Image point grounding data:
+ + + + + + +
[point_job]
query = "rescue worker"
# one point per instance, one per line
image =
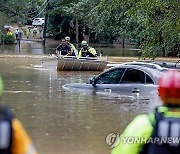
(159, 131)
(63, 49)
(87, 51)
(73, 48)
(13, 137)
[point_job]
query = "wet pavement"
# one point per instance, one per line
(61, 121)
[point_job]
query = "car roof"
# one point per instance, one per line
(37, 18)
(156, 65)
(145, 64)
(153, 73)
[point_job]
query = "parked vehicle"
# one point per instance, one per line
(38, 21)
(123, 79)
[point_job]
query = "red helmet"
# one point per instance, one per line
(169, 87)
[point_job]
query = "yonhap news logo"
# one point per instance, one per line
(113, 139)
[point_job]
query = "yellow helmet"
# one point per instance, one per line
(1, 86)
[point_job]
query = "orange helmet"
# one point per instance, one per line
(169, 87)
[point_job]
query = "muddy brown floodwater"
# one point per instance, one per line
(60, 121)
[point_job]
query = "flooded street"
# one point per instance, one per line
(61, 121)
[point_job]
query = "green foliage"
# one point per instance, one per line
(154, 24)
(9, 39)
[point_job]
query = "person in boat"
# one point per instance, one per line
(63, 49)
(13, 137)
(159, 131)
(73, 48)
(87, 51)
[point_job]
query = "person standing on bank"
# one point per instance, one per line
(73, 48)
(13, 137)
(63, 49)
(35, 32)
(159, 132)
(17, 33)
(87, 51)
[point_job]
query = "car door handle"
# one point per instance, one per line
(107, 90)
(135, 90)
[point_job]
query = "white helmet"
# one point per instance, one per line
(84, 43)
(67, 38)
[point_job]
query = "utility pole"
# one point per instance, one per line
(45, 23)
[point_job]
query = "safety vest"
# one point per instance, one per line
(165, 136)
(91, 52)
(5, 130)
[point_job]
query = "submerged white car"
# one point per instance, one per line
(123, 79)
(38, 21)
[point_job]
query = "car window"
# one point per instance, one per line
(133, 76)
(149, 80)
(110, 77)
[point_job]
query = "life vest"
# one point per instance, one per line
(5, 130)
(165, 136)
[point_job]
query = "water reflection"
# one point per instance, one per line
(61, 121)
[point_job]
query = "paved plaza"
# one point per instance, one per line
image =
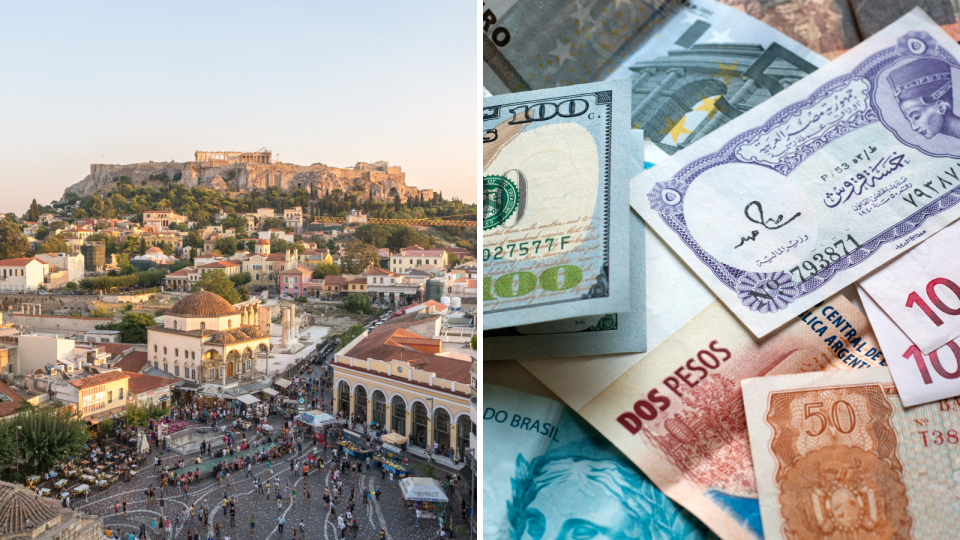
+ + + + + + +
**WORK TASK**.
Each line above where the word "white" occurs should be copied out.

**SOLUTION TO THIS TASK**.
query = "white helmet"
query = "submerged white car"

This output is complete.